→ **SET PROBLEM**:
Rewrite every one of the records below with "Instruction for students" substituted for "Note to the class", leaving everything else as it is. Leave the pictures out of your answer.

+===+

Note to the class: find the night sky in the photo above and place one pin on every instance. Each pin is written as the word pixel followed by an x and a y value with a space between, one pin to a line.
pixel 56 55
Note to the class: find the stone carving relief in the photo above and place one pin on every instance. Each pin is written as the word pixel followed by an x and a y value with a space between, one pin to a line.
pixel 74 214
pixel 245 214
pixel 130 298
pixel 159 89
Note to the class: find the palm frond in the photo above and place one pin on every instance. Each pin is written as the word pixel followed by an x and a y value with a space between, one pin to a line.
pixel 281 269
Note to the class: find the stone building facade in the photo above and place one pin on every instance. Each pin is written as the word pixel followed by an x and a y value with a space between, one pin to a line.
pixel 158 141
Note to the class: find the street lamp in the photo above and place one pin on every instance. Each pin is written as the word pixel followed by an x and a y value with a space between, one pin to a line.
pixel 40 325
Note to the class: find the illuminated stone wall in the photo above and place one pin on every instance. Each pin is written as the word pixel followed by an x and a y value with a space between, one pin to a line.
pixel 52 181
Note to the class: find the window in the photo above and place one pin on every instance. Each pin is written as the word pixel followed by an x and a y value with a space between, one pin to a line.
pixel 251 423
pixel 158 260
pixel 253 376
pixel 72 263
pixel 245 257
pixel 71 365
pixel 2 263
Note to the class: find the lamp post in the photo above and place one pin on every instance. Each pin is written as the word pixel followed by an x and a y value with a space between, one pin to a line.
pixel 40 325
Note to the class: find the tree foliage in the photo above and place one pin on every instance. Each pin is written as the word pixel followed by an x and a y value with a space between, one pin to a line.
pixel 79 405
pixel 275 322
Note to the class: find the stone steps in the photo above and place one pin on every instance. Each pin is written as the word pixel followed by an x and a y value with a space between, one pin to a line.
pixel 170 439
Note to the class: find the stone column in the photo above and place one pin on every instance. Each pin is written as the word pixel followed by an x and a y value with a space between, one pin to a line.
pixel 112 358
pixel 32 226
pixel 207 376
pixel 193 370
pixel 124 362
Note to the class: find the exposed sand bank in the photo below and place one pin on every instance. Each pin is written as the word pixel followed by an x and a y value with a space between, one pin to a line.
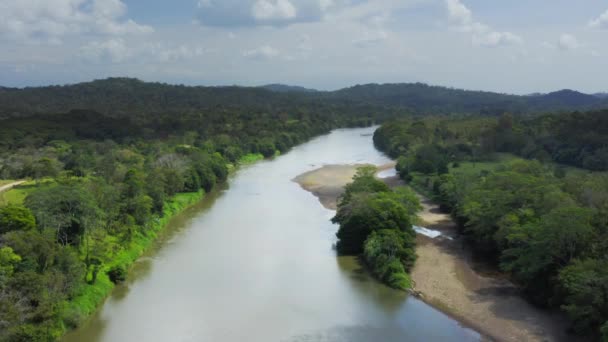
pixel 445 275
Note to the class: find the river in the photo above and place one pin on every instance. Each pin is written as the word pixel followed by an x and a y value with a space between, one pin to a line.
pixel 254 262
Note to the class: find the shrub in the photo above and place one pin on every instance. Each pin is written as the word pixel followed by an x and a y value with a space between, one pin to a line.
pixel 117 274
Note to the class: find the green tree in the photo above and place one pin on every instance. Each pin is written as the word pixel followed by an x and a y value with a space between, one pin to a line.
pixel 585 287
pixel 15 217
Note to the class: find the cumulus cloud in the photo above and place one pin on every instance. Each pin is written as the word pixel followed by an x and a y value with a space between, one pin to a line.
pixel 235 13
pixel 370 38
pixel 568 42
pixel 182 52
pixel 273 10
pixel 262 52
pixel 461 18
pixel 50 20
pixel 112 50
pixel 600 22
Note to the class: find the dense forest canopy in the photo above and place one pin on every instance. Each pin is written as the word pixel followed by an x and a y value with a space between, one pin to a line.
pixel 527 194
pixel 108 161
pixel 136 99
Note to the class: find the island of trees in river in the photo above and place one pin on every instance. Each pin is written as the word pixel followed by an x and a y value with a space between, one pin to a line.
pixel 108 162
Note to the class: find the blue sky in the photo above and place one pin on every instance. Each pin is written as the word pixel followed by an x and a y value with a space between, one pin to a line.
pixel 511 46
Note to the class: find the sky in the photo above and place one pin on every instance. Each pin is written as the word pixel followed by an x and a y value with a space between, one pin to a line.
pixel 514 46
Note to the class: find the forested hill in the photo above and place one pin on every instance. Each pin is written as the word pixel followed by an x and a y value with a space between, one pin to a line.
pixel 426 99
pixel 126 97
pixel 283 88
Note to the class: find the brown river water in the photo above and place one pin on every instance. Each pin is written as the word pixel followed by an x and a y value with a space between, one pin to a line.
pixel 254 262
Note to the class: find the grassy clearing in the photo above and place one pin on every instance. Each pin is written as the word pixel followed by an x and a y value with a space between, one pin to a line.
pixel 6 181
pixel 90 296
pixel 18 194
pixel 250 158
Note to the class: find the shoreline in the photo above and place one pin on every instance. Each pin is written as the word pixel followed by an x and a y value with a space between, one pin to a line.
pixel 93 296
pixel 445 275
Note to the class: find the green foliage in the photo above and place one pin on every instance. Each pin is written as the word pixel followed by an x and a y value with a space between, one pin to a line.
pixel 376 222
pixel 585 287
pixel 117 274
pixel 15 217
pixel 544 224
pixel 390 254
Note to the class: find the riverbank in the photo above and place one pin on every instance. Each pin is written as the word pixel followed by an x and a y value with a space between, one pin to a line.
pixel 445 275
pixel 91 296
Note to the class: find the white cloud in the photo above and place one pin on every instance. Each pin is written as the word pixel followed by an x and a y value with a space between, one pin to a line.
pixel 482 35
pixel 568 42
pixel 370 38
pixel 459 13
pixel 262 52
pixel 50 20
pixel 235 13
pixel 183 52
pixel 112 50
pixel 273 10
pixel 600 22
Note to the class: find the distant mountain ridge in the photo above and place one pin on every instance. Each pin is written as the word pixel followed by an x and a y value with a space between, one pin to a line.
pixel 120 97
pixel 284 88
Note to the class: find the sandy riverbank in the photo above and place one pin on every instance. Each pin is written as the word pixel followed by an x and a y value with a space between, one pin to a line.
pixel 445 275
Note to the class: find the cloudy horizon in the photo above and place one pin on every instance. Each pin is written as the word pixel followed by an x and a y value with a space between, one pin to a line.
pixel 519 47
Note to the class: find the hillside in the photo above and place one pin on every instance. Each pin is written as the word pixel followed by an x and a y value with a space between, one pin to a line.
pixel 145 101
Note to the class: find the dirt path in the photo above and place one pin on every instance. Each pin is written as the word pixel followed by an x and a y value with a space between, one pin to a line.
pixel 445 275
pixel 10 185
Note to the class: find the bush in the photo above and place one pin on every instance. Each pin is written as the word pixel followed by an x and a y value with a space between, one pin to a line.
pixel 117 274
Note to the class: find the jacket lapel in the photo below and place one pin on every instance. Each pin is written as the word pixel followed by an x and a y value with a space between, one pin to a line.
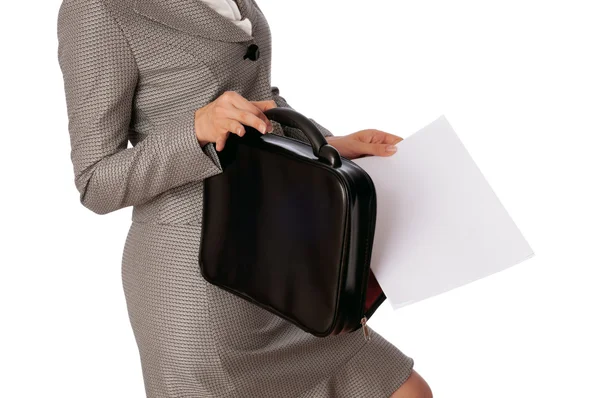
pixel 196 18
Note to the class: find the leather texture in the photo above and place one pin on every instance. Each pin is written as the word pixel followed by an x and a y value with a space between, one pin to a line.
pixel 271 210
pixel 134 73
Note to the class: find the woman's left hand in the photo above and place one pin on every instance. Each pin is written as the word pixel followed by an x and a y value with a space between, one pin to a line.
pixel 365 142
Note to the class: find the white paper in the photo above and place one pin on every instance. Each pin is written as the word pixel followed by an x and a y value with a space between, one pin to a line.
pixel 439 223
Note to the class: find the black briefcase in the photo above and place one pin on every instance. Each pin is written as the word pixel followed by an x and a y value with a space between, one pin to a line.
pixel 289 227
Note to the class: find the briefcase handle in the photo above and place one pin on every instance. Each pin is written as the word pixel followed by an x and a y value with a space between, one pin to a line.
pixel 292 118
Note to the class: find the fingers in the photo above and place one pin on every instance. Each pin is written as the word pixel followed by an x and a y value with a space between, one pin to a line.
pixel 381 137
pixel 392 139
pixel 375 149
pixel 243 104
pixel 248 118
pixel 220 143
pixel 235 127
pixel 265 105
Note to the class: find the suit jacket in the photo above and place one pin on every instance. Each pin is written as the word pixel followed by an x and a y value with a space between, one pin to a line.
pixel 137 70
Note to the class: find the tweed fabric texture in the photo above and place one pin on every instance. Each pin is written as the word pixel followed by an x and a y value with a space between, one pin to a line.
pixel 134 72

+===+

→ **OUTPUT**:
Instruction for students: find the night sky in the photo above and place one pin on every instance. Each pin is written as the word pixel followed by an x and a y value with a space between, one pin to a line.
pixel 56 55
Instruction for students: find the stone carving relief in the photo above and place one pin on every instance. Each pin is written as the word pixel followed by an x and a y value with a space between, one pin to a line.
pixel 74 214
pixel 245 214
pixel 130 298
pixel 159 89
Instruction for students: find the palm frond in the photo above and place one pin on every instance. Each pin is written as the word pixel followed by an x and a y value with a space between, one pin to a line.
pixel 281 269
Instruction for students: find the stone building facade in the photo above and place one pin on every instance. Each pin is written as the word pixel followed by an x and a y value with a space between, one pin to a line.
pixel 158 141
Instruction for students: find the street lamp in the photo above and place one pin on every instance. Each pin is written as the word pixel followed by an x and a y value with a space between, one pin to a line.
pixel 40 325
Instruction for students: find the illuminated stone wall in the photo above and place one pin on every instance. Each pin is written as the word pixel followed by an x and a y value with a space between, one pin to a line.
pixel 52 181
Instruction for students: find the window in the photo above and place one pin on every instance. Each pin is written as the word pixel followed by an x and a y value with a space between, one pin to a line.
pixel 251 423
pixel 158 260
pixel 253 376
pixel 72 263
pixel 245 257
pixel 71 365
pixel 2 263
Instruction for students: find the lamp post in the photo above and place one pin on every instance. Each pin is written as the word pixel followed by an x and a y value with a space between, one pin to a line.
pixel 40 325
Instruction for students: find the tree foliage in the photo above and place one pin on every instance. Each pin is written as the word pixel followed by an x and a y value with a space between, one pin to a line.
pixel 79 405
pixel 275 322
Instruction for students: find the stone steps in the photo above and place one pin on every instance. Each pin is written as the word pixel followed by an x and a y value with a space between, one pin to a line.
pixel 170 439
Instruction for students: find the stone column in the photo above and place one pin on every instance. Each pin is written as the word pixel followed by an x and a y value with a space between, one pin to a line.
pixel 112 358
pixel 32 226
pixel 207 376
pixel 193 370
pixel 124 362
Instruction for students: find the exposed sand bank in the photo below and place one pin on every instance. Each pin is written as the word pixel followed by an x and a y value with a space between, one pin to a line.
pixel 445 275
Instruction for students: find the river in the photo above and place one pin on every instance. Each pin is written as the word pixel followed by an x and a y value with a space between, one pin to a line.
pixel 254 262
Instruction for students: find the shrub in the photo above and place one pin on every instance. Each pin is written as the word pixel followed by an x and a y value with a space between, one pin to a line.
pixel 117 274
Instruction for students: find the green tree in the photo above and place one pin on every instance. Each pin is written as the word pixel followed by an x and a y value with a space between, one pin to a line.
pixel 585 287
pixel 15 217
Instruction for students: find the cumulus cloud in the photo above and place one pin on every instance. Each pin is written as the word pixel followed by an x and a y value with a space between, one pin to a line.
pixel 235 13
pixel 370 38
pixel 568 42
pixel 182 52
pixel 273 10
pixel 262 52
pixel 461 18
pixel 50 20
pixel 112 50
pixel 600 22
Instruction for students: find the dense forest canopy in the photo above and place one pin on every instance. Each pin is written as the word pixel followed by an x and a y value with a space between, one pin to a line.
pixel 527 194
pixel 108 161
pixel 136 99
Instruction for students: find the island of trees in river in the photo above and place one pin on every instance. Each pin is written as the word pixel followed by an x and a y value with a space between, one pin to a line.
pixel 108 162
Instruction for students: find the blue sky in the photo above and place one pin on every instance. Each pin is written as the word pixel followed by an x and a y value with a space between, one pin to a line.
pixel 511 46
Instruction for students: find the sky in the photo above and place one pin on every instance. Each pin is written as the word pixel followed by an x and a y value with a space between, one pin to a line.
pixel 514 46
Instruction for students: find the forested hill in the photo above and place one pin on every instance. Each pin is written as the word pixel followed by an x and a y value with a space between, one pin to a line.
pixel 426 99
pixel 126 97
pixel 283 88
Instruction for students: find the brown river water in the photo above and place one pin on every instance. Each pin is written as the word pixel followed by an x and a y value with a space between, one pin to a line.
pixel 254 262
Instruction for students: find the grassy clearing in the photo above and place one pin on every instance. Each pin is written as the word pixel followed by an x and a y value with a space between, one pin to a line.
pixel 6 181
pixel 90 296
pixel 18 194
pixel 250 158
Instruction for students: find the shoreline in the photo above and place one pin on every instance. Each pin is written as the word pixel followed by an x and a y value with a space between, one pin to a line.
pixel 93 296
pixel 445 275
Instruction for students: find the green foliage in the photo above and place one pin on every instance. Each pin is written as the word pixel followed by an x and a y value with a space between, one pin to a line.
pixel 376 222
pixel 585 287
pixel 117 274
pixel 15 217
pixel 544 224
pixel 390 254
Instruction for students: find the riverbank in the photo above and place one pin on every instance. Each pin is written as the word pixel followed by an x and a y value with a space between, one pin to a line.
pixel 445 275
pixel 91 296
Instruction for students: find the white cloud in the photo above and place one pin on every instance. Each pin is written as the word pixel followed by an x and a y value with a space between, one pin to a line.
pixel 482 35
pixel 568 42
pixel 370 38
pixel 459 13
pixel 262 52
pixel 50 20
pixel 235 13
pixel 183 52
pixel 112 50
pixel 273 10
pixel 600 22
Instruction for students: find the distant mountain ridge in the photo above and place one pin on every instance. Each pin is written as the word pixel followed by an x and a y value with a space between, one pin to a line.
pixel 120 97
pixel 284 88
Instruction for students: find the sandy riverbank in the photo above and place one pin on every instance. Each pin is written as the word pixel followed by an x and a y value with a space between, one pin to a line.
pixel 445 275
Instruction for students: find the cloudy horizon in the photo above and place one pin on every instance. Each pin is written as the word pixel followed by an x and a y value with a space between, one pin to a line.
pixel 519 47
Instruction for students: find the hillside in the photo above and place one pin on every instance. Each pin is written as the word pixel followed by an x and a y value with a space between, one pin to a line.
pixel 145 101
Instruction for students: find the dirt path in the photo above and place one pin on every instance. Each pin is written as the word pixel followed by an x and a y value with a space between, one pin to a line.
pixel 445 275
pixel 10 185
Instruction for students: find the bush in the photo above and place one pin on every instance. Each pin is written as the word pixel followed by an x and a y value with a space between, one pin to a line.
pixel 117 274
Instruction for students: find the jacket lapel in the photo below and place one pin on every instance. Each pin is written as the word pixel followed by an x and a y value with a space between, one pin to a line.
pixel 196 18
Instruction for students: find the leather texture in the photo above and place one pin on every instance. Each pin is written as the word pixel followed by an x and a y value with a space between, one pin to a line.
pixel 271 210
pixel 134 73
Instruction for students: find the woman's left hand in the photo above and place one pin on every instance. Each pin is written as the word pixel followed by an x and a y value with a space between, one pin to a line.
pixel 365 142
Instruction for students: find the white paper in the photo above and place one pin on every instance. Each pin is written as the word pixel followed by an x and a y value with a space between, one pin to a line.
pixel 439 223
Instruction for students: find the black briefcase in the photo above and place one pin on every instance. Each pin is written as the word pixel followed by an x and a y value with a space between, one pin to a line.
pixel 289 227
Instruction for students: find the briefcase handle in the photo above and place one pin on every instance. Each pin is written as the word pixel followed by an x and a y value with a space between, one pin to a line.
pixel 292 118
Instruction for students: find the fingers in the photo above and place one pin on every instance. Each pin is written as the word pixel followed by an x and a y value with a space between, one pin to a line.
pixel 381 137
pixel 392 139
pixel 375 149
pixel 243 104
pixel 248 118
pixel 220 143
pixel 235 127
pixel 265 105
Instruction for students: find the suit jacket in the photo above and place one pin on every instance. Each pin is written as the word pixel followed by an x and a y value with a space between, one pin to a line.
pixel 137 70
Instruction for students: find the tweed fabric texture in the photo above and place one pin on every instance. Each pin is written as the word pixel followed by an x and a y value with a space between, one pin to a line.
pixel 134 72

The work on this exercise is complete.